- [EXERCISE INSTRUCTIONS]: When you reach the line containing "of the bell" in the records below, start copying exactly, and stop once you have copied the line containing "of the pointed".

- [SUPPLIED INFORMATION]:
[Start of Attachment]

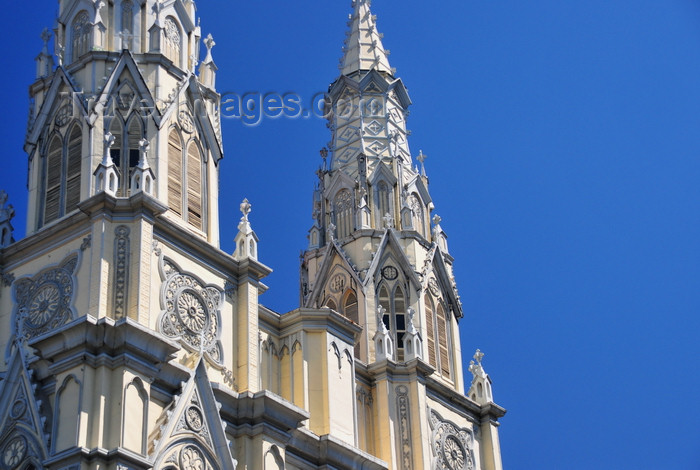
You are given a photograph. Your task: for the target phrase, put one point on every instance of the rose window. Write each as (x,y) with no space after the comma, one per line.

[End of Attachment]
[Start of Attachment]

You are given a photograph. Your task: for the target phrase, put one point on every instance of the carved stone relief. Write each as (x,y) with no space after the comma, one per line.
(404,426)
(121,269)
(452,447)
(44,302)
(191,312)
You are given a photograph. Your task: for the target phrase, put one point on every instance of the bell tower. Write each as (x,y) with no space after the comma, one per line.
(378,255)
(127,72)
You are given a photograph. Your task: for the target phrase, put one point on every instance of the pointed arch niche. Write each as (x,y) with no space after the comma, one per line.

[End of Attachment]

- [COMPLETED EXERCISE]:
You are given a photograph. Your task: for the target phrase, put one point on every instance of the bell tower. Write each as (x,y) with no space after the comma, one per line.
(378,255)
(127,72)
You are given a photograph. Your task: for the target phrase, put one point on every instance of the pointed arch niche. Write each as (x,y) with no space after the comma, one per line.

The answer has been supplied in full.